Task brief = Find each line in the material below that contains the word "lamp" and copy those lines. Treat uppercase and lowercase letters as different.

[Labeled region records]
++++

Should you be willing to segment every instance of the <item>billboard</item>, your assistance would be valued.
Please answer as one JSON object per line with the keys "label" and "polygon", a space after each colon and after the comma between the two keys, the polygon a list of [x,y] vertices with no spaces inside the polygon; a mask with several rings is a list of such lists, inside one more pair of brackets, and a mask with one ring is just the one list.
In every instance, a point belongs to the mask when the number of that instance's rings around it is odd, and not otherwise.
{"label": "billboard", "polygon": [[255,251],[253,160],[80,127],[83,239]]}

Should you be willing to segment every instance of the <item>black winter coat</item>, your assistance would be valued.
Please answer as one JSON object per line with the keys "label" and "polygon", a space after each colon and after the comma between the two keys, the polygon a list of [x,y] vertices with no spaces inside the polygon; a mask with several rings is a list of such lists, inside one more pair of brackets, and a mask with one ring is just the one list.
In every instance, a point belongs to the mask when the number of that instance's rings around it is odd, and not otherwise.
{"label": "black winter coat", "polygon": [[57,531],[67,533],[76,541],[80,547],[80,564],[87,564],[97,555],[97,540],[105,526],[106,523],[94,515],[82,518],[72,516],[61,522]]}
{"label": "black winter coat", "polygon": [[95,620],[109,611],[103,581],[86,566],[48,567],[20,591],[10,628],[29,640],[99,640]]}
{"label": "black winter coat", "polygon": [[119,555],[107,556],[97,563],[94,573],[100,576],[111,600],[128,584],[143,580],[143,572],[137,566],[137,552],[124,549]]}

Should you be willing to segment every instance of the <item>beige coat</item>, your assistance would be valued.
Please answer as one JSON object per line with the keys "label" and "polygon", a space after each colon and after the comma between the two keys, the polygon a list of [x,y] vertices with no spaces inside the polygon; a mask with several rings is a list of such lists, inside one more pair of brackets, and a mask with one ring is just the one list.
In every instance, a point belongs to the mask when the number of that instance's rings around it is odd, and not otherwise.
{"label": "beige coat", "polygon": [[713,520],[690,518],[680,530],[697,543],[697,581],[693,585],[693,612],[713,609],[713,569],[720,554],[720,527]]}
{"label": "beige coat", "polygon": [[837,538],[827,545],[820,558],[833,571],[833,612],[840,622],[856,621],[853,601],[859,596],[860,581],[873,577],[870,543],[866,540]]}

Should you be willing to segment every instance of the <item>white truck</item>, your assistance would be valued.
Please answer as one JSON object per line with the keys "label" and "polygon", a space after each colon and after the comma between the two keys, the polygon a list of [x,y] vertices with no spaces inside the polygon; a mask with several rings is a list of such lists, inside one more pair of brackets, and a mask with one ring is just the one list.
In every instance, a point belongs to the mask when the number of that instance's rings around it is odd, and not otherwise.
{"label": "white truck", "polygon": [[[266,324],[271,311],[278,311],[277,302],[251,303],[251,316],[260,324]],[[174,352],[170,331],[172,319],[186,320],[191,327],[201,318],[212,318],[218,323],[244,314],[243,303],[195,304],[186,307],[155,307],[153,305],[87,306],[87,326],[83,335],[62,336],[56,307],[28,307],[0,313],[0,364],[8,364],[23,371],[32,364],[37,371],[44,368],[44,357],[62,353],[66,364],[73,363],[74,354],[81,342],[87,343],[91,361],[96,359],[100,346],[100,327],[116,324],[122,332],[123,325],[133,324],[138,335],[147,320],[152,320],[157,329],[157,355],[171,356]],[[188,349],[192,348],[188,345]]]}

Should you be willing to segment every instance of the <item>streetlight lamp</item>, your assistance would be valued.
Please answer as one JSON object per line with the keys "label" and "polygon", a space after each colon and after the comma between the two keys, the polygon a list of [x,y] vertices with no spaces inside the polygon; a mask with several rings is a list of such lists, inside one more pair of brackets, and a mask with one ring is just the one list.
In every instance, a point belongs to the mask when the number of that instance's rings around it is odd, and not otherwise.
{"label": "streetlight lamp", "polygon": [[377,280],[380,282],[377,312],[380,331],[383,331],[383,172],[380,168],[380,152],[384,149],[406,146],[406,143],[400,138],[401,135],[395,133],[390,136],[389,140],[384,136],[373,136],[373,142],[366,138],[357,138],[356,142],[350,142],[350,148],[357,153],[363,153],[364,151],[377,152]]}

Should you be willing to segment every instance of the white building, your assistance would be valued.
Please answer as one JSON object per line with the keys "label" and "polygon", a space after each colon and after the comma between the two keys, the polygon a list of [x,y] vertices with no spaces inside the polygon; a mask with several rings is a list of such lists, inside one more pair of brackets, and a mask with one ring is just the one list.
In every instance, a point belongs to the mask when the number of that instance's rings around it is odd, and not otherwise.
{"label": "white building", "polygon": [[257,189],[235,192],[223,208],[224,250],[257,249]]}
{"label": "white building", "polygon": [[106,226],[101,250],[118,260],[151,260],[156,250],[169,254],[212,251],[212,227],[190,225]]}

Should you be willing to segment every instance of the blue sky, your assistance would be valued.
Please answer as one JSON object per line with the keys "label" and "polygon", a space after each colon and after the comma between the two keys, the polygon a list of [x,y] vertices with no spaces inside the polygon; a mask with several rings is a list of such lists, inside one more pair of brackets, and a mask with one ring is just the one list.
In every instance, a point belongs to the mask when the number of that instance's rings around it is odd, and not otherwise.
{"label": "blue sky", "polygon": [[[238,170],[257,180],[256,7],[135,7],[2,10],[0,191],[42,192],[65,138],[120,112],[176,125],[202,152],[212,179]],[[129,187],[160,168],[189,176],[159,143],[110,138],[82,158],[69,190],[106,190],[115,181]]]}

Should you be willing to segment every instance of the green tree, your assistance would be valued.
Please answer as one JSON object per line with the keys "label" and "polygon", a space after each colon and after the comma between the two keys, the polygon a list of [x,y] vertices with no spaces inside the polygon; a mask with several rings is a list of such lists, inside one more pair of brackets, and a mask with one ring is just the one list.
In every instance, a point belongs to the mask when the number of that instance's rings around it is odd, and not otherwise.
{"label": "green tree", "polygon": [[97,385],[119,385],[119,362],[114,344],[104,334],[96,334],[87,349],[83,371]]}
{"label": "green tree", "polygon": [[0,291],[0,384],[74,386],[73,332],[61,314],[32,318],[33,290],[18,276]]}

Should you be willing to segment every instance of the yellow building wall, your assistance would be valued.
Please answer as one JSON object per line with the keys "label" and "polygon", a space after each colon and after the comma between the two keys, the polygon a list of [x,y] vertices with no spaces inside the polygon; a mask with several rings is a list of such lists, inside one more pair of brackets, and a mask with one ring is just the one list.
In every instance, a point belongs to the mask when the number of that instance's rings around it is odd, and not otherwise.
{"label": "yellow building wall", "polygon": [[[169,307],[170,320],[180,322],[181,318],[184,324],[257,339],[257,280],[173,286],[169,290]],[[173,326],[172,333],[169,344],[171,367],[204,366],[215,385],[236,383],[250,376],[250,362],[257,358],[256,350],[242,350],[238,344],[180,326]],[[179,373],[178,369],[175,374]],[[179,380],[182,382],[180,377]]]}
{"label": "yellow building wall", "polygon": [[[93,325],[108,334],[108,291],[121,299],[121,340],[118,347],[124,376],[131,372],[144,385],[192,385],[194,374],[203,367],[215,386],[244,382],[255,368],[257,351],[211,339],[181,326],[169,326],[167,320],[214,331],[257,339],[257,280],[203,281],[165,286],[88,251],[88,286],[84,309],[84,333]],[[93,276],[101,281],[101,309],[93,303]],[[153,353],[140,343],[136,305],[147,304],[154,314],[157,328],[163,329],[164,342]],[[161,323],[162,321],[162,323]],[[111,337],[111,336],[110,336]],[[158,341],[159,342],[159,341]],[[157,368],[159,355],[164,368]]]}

++++

The output =
Should you be willing to segment every instance of the <item>streetlight lamp</item>, your assistance would be valued.
{"label": "streetlight lamp", "polygon": [[377,280],[380,282],[377,312],[380,331],[383,331],[383,172],[380,168],[380,152],[384,149],[406,146],[406,143],[400,138],[401,135],[395,133],[390,136],[389,140],[384,136],[373,136],[373,142],[366,138],[357,138],[356,142],[350,142],[350,148],[357,153],[363,153],[364,151],[377,152]]}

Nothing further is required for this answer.